#### Document

[BUG] [Blackwell] Enable FP4/tcgen05 support for sm_121 (DGX Spark) in CuTe DSL

### Which component has the problem?

CuTe DSL

### Bug Report

**Describe the bug**
The CuTe DSL (within CUTLASS) hard-restricts ⁠`tcgen05` (Blackwell Tensor Core) operations to specific architectures such as ⁠`sm_100a` and `⁠sm_103a`. This prevents **NVIDIA DGX Spark** users, whose hardware identifies as `⁠sm_121`, from using FP4 Tensor Core features. Despite the hardware's official support for **1 PFLOPS of FP4 performance**, the software library blocks these operations due to a missing architecture whitelist entry in the DSL.

#### Data listing
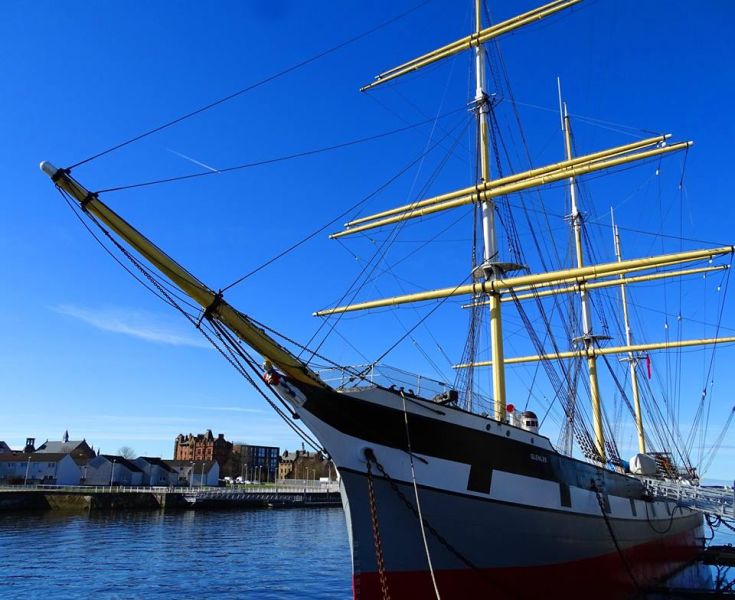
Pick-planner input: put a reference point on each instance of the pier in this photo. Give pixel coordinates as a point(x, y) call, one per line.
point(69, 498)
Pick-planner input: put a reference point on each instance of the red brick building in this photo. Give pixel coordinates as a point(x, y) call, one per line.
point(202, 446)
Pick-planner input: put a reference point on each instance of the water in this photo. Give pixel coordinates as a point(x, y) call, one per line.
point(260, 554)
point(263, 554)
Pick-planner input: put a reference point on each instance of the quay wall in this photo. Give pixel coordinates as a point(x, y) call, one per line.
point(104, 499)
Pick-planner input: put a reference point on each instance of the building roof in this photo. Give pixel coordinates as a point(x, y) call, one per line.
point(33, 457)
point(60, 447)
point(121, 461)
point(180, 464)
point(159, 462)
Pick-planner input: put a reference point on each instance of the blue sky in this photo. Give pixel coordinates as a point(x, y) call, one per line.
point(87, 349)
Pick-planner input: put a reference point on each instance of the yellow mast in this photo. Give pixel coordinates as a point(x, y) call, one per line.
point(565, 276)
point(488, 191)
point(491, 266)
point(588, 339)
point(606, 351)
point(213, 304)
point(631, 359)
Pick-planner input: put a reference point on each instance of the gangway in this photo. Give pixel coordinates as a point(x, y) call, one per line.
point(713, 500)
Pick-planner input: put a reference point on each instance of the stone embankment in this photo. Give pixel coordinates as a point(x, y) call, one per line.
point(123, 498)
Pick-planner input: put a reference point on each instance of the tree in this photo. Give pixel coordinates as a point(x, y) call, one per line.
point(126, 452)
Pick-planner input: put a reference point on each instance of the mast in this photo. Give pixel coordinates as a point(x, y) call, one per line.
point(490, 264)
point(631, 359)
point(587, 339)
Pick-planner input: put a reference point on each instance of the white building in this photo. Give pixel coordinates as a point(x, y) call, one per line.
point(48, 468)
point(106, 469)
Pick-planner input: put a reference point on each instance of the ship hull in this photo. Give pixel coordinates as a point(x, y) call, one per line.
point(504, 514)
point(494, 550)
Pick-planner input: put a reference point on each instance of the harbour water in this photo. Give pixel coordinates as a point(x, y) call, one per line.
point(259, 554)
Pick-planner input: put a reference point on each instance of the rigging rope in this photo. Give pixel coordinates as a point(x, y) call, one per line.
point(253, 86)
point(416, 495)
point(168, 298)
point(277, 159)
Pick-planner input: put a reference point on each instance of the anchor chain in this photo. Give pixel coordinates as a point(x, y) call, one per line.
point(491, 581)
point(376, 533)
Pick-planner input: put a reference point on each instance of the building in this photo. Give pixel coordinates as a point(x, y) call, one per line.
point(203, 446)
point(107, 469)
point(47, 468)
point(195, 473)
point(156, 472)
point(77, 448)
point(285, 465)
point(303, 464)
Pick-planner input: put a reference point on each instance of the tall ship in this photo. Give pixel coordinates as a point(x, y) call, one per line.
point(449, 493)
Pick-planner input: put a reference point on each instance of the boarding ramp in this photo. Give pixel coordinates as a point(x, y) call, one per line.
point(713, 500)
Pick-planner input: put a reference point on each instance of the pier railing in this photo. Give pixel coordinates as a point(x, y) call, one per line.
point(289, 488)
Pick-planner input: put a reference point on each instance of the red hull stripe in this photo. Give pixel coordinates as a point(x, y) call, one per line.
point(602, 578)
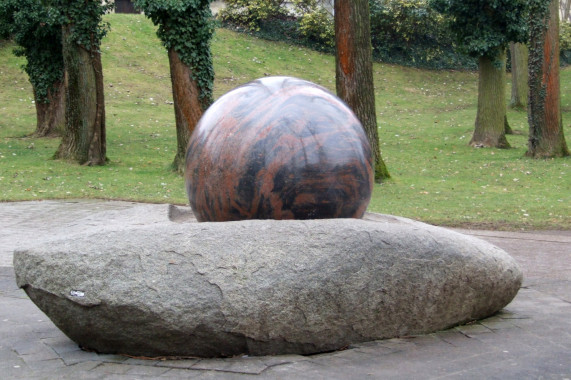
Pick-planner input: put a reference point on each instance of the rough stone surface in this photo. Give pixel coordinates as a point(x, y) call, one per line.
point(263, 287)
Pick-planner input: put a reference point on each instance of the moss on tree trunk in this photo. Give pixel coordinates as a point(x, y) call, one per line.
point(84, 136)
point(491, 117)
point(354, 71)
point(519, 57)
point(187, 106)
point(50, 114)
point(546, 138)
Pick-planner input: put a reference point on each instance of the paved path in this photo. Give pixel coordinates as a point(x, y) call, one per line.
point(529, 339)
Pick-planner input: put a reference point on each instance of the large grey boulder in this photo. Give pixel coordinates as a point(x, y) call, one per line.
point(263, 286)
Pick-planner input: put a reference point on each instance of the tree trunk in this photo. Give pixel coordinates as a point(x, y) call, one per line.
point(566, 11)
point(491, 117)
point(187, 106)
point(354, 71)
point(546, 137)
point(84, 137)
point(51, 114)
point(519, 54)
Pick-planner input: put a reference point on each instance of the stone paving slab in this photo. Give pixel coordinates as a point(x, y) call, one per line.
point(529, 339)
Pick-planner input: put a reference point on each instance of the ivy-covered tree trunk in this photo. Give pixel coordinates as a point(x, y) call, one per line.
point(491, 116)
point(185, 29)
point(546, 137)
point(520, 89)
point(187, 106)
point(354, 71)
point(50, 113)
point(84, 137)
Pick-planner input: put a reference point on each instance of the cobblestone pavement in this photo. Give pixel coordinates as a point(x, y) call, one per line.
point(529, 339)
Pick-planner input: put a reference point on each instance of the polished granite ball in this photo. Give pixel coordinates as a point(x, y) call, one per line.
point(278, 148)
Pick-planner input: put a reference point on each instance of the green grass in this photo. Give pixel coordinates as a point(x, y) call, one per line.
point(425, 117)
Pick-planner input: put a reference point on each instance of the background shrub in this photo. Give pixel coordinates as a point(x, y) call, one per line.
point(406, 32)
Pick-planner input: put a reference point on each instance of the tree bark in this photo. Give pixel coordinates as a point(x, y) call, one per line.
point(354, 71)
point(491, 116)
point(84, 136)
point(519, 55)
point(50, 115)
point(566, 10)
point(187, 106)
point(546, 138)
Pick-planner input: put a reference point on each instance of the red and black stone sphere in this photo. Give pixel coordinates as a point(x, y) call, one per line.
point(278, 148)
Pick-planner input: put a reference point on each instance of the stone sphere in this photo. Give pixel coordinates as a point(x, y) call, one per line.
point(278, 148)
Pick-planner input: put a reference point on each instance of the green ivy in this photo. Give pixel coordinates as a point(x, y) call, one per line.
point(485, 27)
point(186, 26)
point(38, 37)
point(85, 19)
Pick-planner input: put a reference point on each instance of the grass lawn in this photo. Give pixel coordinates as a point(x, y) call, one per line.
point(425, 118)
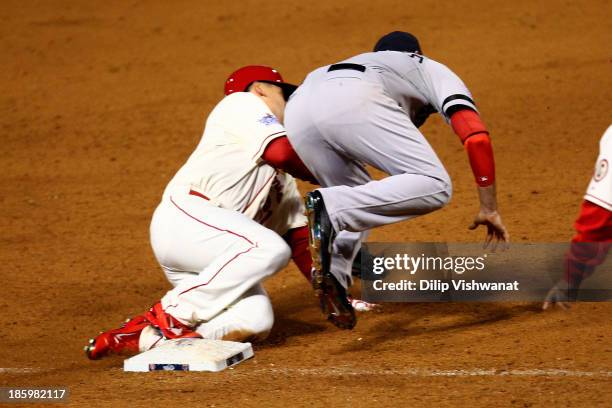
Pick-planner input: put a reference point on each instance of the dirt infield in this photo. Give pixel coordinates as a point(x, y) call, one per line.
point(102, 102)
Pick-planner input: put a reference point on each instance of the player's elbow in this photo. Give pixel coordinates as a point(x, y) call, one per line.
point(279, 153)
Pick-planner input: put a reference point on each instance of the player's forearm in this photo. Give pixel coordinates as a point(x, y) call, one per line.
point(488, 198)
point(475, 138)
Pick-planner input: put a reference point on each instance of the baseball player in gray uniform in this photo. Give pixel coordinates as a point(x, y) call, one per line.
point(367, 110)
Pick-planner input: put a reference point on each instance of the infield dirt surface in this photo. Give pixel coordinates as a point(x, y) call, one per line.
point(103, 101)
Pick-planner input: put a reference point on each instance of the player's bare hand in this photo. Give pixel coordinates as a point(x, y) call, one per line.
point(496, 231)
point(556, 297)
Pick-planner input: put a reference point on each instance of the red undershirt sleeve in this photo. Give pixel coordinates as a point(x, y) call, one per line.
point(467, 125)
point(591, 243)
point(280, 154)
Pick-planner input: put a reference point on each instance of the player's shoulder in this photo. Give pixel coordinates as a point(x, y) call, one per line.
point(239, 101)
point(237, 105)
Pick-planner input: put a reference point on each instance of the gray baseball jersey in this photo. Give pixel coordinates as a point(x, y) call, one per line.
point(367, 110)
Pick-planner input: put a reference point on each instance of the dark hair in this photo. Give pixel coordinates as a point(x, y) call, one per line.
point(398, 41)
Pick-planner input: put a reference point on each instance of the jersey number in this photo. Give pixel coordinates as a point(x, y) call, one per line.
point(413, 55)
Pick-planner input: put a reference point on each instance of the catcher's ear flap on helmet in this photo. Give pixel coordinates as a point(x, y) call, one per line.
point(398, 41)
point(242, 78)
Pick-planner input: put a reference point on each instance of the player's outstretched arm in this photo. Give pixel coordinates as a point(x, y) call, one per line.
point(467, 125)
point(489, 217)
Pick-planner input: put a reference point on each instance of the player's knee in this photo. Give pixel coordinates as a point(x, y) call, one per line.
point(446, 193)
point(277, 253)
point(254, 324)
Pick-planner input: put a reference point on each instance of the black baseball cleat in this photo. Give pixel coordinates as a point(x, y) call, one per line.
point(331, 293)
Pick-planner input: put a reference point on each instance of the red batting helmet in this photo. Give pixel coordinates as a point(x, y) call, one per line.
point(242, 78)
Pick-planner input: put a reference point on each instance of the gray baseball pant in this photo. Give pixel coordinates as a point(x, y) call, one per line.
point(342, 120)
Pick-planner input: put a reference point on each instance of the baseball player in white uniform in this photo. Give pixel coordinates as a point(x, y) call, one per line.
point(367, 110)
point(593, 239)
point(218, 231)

#### Task list
[1] Return the passage of the bug report starting with "### Bug Report" and going on through "in the DSL.".
[2] In the bug report, which architecture does the NVIDIA DGX Spark hardware identify as?

#### Exercise answers
[1]
### Bug Report

**Describe the bug**
The CuTe DSL (within CUTLASS) hard-restricts ⁠`tcgen05` (Blackwell Tensor Core) operations to specific architectures such as ⁠`sm_100a` and `⁠sm_103a`. This prevents **NVIDIA DGX Spark** users, whose hardware identifies as `⁠sm_121`, from using FP4 Tensor Core features. Despite the hardware's official support for **1 PFLOPS of FP4 performance**, the software library blocks these operations due to a missing architecture whitelist entry in the DSL.

[2] sm_121